In the material below, find every line containing the string "yellow" and return it.

[Opening Supplied entries section]

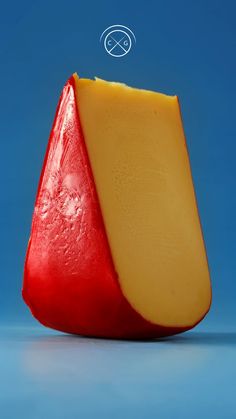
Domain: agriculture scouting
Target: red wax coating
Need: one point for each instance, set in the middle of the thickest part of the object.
(70, 283)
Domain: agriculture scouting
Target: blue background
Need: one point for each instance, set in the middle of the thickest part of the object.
(185, 48)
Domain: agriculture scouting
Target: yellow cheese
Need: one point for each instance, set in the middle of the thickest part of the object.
(138, 155)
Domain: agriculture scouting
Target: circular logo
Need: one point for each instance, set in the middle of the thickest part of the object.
(117, 40)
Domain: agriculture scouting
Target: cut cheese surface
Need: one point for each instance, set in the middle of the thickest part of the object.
(138, 155)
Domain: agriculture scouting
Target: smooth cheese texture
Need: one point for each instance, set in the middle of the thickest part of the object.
(137, 150)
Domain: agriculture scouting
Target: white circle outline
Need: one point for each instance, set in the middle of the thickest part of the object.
(120, 55)
(116, 26)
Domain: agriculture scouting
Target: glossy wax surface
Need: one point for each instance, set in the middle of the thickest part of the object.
(70, 283)
(45, 374)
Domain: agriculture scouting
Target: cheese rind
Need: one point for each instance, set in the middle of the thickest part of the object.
(137, 151)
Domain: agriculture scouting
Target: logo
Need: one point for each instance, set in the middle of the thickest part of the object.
(117, 40)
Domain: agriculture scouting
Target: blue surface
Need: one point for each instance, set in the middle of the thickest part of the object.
(185, 48)
(47, 375)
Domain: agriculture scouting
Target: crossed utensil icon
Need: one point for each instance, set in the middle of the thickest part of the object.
(118, 42)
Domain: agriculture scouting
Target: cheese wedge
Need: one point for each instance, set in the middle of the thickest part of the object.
(140, 163)
(116, 247)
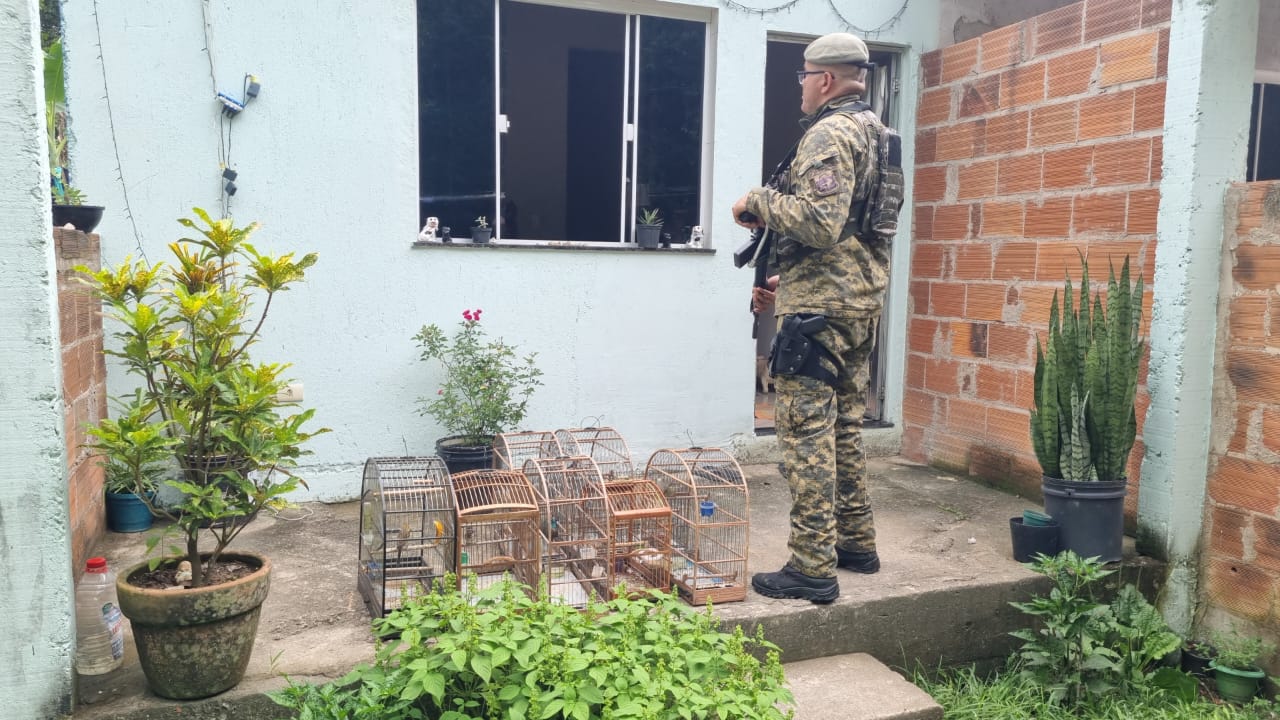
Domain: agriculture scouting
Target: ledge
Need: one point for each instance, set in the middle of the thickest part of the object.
(562, 246)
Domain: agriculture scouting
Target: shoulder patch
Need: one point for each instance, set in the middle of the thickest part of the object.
(826, 183)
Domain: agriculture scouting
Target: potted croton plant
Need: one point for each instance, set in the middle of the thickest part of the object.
(186, 331)
(485, 390)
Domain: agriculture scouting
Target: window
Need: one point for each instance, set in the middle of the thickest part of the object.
(1265, 133)
(560, 123)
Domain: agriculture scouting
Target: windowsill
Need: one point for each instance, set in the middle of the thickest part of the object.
(680, 249)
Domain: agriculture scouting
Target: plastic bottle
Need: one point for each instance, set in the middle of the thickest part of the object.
(99, 624)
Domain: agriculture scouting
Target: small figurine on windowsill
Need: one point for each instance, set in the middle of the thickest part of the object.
(429, 229)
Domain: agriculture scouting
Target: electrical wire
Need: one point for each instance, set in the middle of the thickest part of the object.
(872, 32)
(115, 145)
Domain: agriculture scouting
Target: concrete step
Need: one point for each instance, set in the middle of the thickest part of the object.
(855, 687)
(940, 598)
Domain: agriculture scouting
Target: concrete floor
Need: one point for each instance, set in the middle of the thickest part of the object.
(941, 596)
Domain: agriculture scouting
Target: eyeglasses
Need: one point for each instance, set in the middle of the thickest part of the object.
(801, 74)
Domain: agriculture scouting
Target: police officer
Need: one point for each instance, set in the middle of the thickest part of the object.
(826, 272)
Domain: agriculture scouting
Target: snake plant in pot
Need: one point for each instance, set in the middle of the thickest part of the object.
(186, 331)
(1084, 420)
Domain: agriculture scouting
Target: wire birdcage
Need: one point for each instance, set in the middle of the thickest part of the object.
(498, 531)
(512, 450)
(602, 445)
(575, 528)
(407, 529)
(640, 536)
(711, 510)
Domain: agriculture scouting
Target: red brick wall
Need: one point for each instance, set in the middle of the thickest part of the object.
(1242, 534)
(1033, 141)
(83, 387)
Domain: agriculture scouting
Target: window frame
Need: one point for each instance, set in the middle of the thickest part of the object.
(631, 10)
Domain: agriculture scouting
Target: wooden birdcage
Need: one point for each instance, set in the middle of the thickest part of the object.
(640, 536)
(407, 529)
(602, 445)
(575, 528)
(498, 531)
(709, 514)
(512, 450)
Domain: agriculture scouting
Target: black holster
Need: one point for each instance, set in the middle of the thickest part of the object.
(796, 352)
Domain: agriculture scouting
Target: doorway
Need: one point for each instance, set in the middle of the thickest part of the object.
(781, 130)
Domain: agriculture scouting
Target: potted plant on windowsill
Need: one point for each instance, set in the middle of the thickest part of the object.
(649, 228)
(480, 231)
(1084, 423)
(485, 390)
(186, 332)
(1235, 666)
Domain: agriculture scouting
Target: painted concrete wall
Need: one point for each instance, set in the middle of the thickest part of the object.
(1205, 150)
(35, 547)
(656, 345)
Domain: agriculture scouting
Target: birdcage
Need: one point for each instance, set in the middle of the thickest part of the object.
(575, 528)
(497, 528)
(709, 513)
(512, 450)
(602, 445)
(640, 545)
(407, 529)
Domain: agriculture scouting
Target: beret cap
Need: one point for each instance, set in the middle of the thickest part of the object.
(837, 49)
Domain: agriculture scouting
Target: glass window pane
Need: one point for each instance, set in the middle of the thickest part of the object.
(456, 114)
(670, 122)
(562, 83)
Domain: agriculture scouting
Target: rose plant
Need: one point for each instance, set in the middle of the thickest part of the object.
(487, 384)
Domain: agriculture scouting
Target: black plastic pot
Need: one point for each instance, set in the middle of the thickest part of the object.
(83, 218)
(1196, 661)
(649, 237)
(1031, 541)
(1091, 515)
(460, 454)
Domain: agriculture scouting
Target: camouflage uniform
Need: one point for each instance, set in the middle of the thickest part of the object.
(826, 269)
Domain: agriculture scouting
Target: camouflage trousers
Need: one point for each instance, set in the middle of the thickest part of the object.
(819, 433)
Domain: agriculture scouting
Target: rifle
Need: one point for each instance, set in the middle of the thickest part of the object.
(755, 253)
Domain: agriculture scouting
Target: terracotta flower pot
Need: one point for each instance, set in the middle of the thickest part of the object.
(196, 642)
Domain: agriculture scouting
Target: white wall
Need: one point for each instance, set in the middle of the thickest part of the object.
(35, 546)
(656, 345)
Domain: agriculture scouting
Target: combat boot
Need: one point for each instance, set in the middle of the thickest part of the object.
(864, 563)
(790, 583)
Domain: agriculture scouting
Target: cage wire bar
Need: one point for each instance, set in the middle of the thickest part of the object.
(512, 450)
(639, 536)
(602, 445)
(711, 513)
(407, 529)
(575, 528)
(498, 520)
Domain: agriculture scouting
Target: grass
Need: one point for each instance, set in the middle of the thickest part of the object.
(967, 696)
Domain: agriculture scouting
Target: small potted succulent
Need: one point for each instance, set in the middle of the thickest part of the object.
(484, 392)
(649, 228)
(68, 205)
(133, 452)
(1235, 668)
(480, 231)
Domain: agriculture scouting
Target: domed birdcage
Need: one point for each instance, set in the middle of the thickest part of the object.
(602, 445)
(639, 536)
(498, 528)
(711, 510)
(407, 529)
(512, 450)
(575, 528)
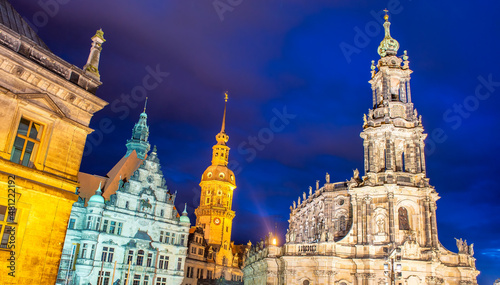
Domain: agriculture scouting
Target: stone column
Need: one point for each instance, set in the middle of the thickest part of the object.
(428, 221)
(433, 224)
(355, 218)
(369, 212)
(363, 221)
(360, 221)
(390, 198)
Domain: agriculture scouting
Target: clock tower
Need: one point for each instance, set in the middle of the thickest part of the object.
(214, 214)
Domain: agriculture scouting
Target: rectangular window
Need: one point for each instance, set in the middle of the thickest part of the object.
(161, 281)
(137, 279)
(89, 223)
(7, 223)
(179, 264)
(71, 224)
(119, 229)
(26, 143)
(107, 254)
(199, 273)
(161, 261)
(104, 254)
(103, 278)
(98, 224)
(130, 256)
(84, 251)
(150, 259)
(111, 254)
(105, 225)
(112, 227)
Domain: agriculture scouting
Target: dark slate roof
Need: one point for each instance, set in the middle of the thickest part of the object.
(10, 18)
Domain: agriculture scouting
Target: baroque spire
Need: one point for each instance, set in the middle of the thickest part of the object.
(140, 134)
(388, 46)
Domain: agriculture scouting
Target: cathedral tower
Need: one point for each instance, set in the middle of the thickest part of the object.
(379, 228)
(214, 213)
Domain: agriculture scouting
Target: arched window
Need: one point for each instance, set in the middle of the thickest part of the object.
(342, 224)
(140, 257)
(403, 219)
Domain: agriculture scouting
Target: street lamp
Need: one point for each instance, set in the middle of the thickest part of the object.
(393, 267)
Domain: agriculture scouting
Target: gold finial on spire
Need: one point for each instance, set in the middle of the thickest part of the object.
(223, 128)
(386, 16)
(388, 46)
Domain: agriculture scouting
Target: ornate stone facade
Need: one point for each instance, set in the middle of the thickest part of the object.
(379, 228)
(136, 235)
(212, 255)
(46, 107)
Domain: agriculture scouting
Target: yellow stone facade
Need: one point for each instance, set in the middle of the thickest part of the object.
(214, 213)
(47, 105)
(211, 253)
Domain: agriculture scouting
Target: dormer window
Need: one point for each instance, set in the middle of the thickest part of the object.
(27, 142)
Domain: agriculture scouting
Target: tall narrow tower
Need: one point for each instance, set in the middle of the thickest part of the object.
(214, 213)
(140, 133)
(393, 133)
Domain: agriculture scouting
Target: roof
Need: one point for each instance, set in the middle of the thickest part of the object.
(124, 169)
(10, 18)
(142, 235)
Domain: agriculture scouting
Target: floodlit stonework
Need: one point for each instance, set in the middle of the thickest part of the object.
(131, 233)
(379, 228)
(46, 107)
(211, 253)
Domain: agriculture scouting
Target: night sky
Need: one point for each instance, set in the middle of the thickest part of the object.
(310, 59)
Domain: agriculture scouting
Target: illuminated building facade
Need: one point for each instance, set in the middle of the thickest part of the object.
(46, 107)
(132, 231)
(379, 228)
(211, 253)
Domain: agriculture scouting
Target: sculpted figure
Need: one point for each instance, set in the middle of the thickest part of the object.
(323, 236)
(356, 174)
(381, 225)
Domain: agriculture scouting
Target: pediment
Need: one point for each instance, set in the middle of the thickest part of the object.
(42, 100)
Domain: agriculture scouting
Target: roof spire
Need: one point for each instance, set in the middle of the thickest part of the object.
(223, 128)
(388, 46)
(98, 191)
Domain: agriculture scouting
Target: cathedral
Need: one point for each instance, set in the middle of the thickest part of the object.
(379, 228)
(211, 253)
(124, 228)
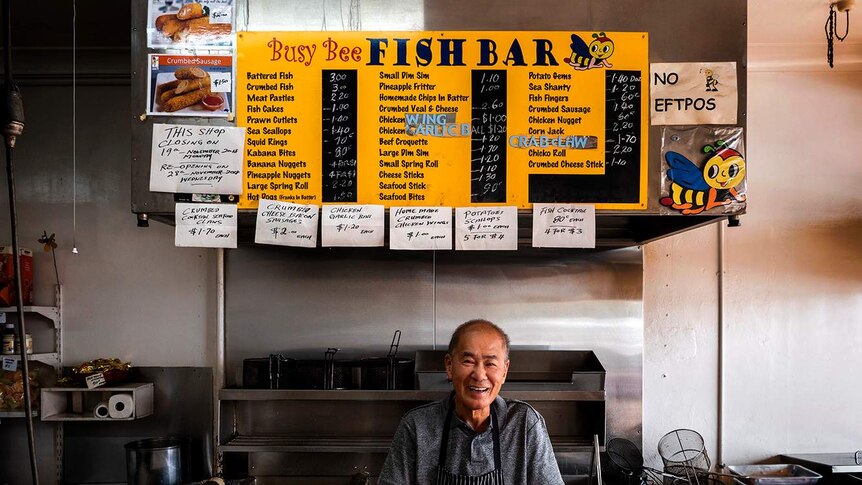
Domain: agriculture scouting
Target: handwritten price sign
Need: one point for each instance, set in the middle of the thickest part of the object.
(564, 226)
(206, 225)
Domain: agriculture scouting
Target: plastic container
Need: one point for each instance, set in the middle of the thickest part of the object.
(158, 461)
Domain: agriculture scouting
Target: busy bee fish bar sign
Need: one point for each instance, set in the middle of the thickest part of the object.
(444, 118)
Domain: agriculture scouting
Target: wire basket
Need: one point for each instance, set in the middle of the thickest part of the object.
(684, 454)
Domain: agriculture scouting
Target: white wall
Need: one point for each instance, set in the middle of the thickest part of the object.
(793, 287)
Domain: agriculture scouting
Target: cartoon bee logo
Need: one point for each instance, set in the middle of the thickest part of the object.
(590, 56)
(695, 190)
(711, 80)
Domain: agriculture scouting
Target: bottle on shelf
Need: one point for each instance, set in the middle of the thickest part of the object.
(9, 336)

[Closing Supplied entries section]

**Result**
Target: yellow cheese
Target: yellow stone facade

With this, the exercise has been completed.